**抜粋:**
----------------------------------------

まずはこの原型のロウを手作業で作るか、機械で作るか。方法はいくつかあります。
①手作業で、ワックスと呼んでいる蝋の塊を切る・削る・彫る・溶かす・盛る。そういう作業を繰り返し、理想の形まで仕上げます。それを原型とし、シルバー(1点しか作らない場合は金・プラチナにも)に鋳造します。
②手作業で、「みつろう」と呼ばれる松脂と蜜蝋を混ぜたもので形を作り、それを原型として①と同じように鋳造する(日本古来の鋳造方法です。扱いがちょっと難しい。)
③CADで、データー入力により形を作り、ワックス切削機を使って蝋の塊を削り出し原型とする。もしくは樹脂造形し、それを原型とする。
鋳造は①と同じ
①~③で鋳造した1個目のシルバーを親型とし、ゴムで型どりすると子型。そのワックスをたくさん用意して鋳造することで、同じものがたくさん出来る量産方法となります。
(教室にゴム型はありますので、見たい方はお尋ねください。)
親型をゴムで型取ると、子型は縮んでやや小さくなります。
鋳造する金属によっても、収縮が起きますので、完成を予想して原型は作られます。

----------------------------------------

**表示データ:**
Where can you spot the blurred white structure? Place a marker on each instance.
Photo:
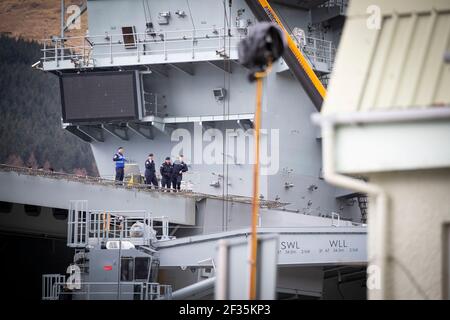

----------------------------------------

**出された課題 A:** 鋳造の原型についての文章では、日本古来の鋳造方法で形を作るのに使う「みつろう」は何を混ぜたものだと書かれていますか。
**出された課題 B:** 鋳造の原型についての文章を、最後の文の後から書き進めてください。

**正しい答え A:** 松脂と蜜蝋を混ぜたものです。

**正しい答え B:**
一点限りの場合は収縮はさほど気にしませんが、量産する場合は最終的なボリューム、コストやデザインへの影響を考えて用意します。
①~③ ワックス原型→シルバー/親→ゴム型→ワックス→貴金属/子→ゴム型→貴金属/孫
右に行くにしたがって縮んで小さくなります。
また、ワックスではなく④シルバー制作の原型でゴム型を取ることも可能です。原型のスタートがワックスである必要はありません。
例えば、⑤落ち葉など燃えてなくなる物をダイレクトに鋳造するダイレクトキャスティングという方法もあります。(業者さんは嫌がりますので失敗しても自己責任で。)
鋳造した貴金属(シルバー・金・プラチナ)の鋳造物は、そのまま磨いて仕上げたり、半製品としてさらに加工を加えたり、用途は制作者次第です。利点は、量産が可能ということと、ろう付けが最小限で済むので地金の高品位を保つことが出来ます。
シルバー1点物制作のように、ろう付けでバラバラになる心配も減ります。
ゴム型の製作は、自分で行う方もいらっしゃいますが、概ねその道のプロに任せます。ワックスの流れ、空気の抜け道、素人には判断できません。ゴム切りと呼ばれるその作業は、鋳造技術者の技ですし、込み入ったデザインは特に大切な工程となります。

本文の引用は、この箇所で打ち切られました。